WORK TO COMPLETE.
Write the listing out again, exactly as it reads below.

═══

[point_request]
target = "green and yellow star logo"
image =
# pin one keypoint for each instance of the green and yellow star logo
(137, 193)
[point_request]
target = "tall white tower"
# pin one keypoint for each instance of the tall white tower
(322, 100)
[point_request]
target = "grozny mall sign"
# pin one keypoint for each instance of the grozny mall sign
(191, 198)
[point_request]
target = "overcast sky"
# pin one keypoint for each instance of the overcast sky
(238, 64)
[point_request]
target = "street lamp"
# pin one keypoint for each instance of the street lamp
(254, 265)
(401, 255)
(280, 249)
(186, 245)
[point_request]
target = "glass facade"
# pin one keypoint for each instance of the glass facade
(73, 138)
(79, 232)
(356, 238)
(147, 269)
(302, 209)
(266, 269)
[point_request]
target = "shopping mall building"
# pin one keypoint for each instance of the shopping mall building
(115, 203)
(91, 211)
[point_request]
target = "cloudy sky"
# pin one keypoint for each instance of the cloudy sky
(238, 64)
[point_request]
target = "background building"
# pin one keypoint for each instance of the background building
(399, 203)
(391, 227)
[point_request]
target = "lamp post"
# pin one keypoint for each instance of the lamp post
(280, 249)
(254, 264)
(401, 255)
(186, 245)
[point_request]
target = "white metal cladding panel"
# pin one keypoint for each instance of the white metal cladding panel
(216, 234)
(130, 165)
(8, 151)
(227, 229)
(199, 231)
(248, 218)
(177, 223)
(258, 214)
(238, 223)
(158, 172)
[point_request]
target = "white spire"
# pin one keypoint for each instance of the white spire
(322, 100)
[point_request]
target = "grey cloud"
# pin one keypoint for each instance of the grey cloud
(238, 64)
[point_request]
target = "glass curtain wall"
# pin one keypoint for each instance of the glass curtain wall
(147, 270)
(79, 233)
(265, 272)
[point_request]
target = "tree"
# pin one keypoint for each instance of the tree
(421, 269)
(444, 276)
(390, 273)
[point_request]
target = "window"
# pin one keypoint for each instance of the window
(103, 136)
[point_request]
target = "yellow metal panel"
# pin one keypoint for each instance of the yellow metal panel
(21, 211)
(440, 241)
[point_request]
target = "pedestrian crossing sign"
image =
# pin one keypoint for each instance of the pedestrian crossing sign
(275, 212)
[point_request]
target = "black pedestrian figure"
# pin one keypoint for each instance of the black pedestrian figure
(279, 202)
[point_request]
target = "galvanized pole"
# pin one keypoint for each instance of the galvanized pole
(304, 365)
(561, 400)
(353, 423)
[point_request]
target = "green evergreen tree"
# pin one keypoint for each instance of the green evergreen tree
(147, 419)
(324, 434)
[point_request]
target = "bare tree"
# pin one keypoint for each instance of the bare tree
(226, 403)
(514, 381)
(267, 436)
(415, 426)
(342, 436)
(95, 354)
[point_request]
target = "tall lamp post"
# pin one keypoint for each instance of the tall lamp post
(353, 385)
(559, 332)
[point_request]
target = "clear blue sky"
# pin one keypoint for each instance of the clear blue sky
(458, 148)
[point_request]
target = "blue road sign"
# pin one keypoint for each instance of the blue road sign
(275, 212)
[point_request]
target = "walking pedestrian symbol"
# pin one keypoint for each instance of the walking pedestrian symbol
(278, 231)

═══

WORKED SOLUTION.
[point_request]
target = "green and yellow star logo"
image =
# pin one keypoint for each instance of the green and yellow star logo
(137, 193)
[point_request]
target = "tall white tower"
# pin one keypoint for each instance of the tall white tower
(322, 100)
[point_request]
target = "grozny mall sign"
# pin one keypoint for each instance of the grozny mall sign
(191, 198)
[point_request]
target = "overcast sky"
# pin one keypoint for each instance of the overcast sky
(238, 64)
[point_request]
target = "street lamp"
# pin one keypoint for each instance of the street lamp
(254, 265)
(401, 255)
(280, 249)
(186, 245)
[point_request]
target = "glass facade"
# pin one keypoint for each instance of the glass facade
(73, 138)
(79, 232)
(356, 238)
(147, 269)
(302, 209)
(266, 269)
[point_request]
target = "shopping mall building"
# pin one keypoint for each instance of the shopping mall building
(115, 203)
(91, 211)
[point_request]
target = "cloudy sky"
# pin one keypoint for each instance of the cloudy sky
(238, 64)
[point_request]
target = "background building"
# pin one keypoint for each instance of the background building
(399, 203)
(391, 227)
[point_request]
target = "lamp post"
# pin one keypoint for each instance of the lamp post
(280, 249)
(254, 264)
(401, 255)
(186, 245)
[point_request]
target = "white metal cladding panel"
# pin one keypoint for each instance of the white metal cladding panel
(216, 234)
(130, 165)
(8, 151)
(227, 229)
(199, 231)
(248, 218)
(177, 223)
(258, 214)
(238, 223)
(158, 172)
[point_request]
target = "white spire"
# pin one keypoint for each instance of the white spire
(322, 100)
[point_request]
target = "grey cloud"
# pin one keypoint for each instance of the grey cloud
(238, 64)
[point_request]
target = "glass curtain wall"
# pin one keypoint for each instance of the glass curtain wall
(147, 270)
(79, 233)
(265, 272)
[point_request]
target = "tree"
# pin one keypoint for each instance of the tree
(421, 269)
(444, 276)
(390, 273)
[point_request]
target = "window"
# pin one keypoint for each instance of the window
(103, 136)
[point_request]
target = "yellow metal panel"
# pin one keypoint for each instance of the yellow metal panel
(21, 211)
(440, 241)
[point_request]
target = "pedestrian crossing sign"
image =
# pin one keypoint for each instance of the pedestrian crossing sign
(275, 212)
[point_request]
target = "black pedestrian figure"
# pin one keypoint for each instance of the black pedestrian figure
(279, 202)
[point_request]
target = "galvanized pole"
# pin one keypoint for each instance of the galvanized pole
(304, 365)
(561, 400)
(353, 423)
[point_request]
target = "green evergreen tree"
# pin one keypoint for each instance of the green evergreen tree
(147, 419)
(324, 434)
[point_request]
target = "bare tree"
# pin one keypoint for each instance of the bare tree
(226, 403)
(514, 381)
(267, 436)
(415, 426)
(342, 436)
(95, 354)
[point_request]
target = "tall lamp post"
# pin one keypoint for each instance of the tall lamp post
(353, 385)
(559, 332)
[point_request]
target = "clear blue sky"
# pin one keypoint for each instance of the clear blue sky
(458, 148)
[point_request]
target = "blue road sign"
# pin one keypoint for each instance of the blue road sign
(275, 212)
[point_request]
target = "walking pedestrian symbol"
# pin one keypoint for each instance of the walking pedestrian symbol
(278, 231)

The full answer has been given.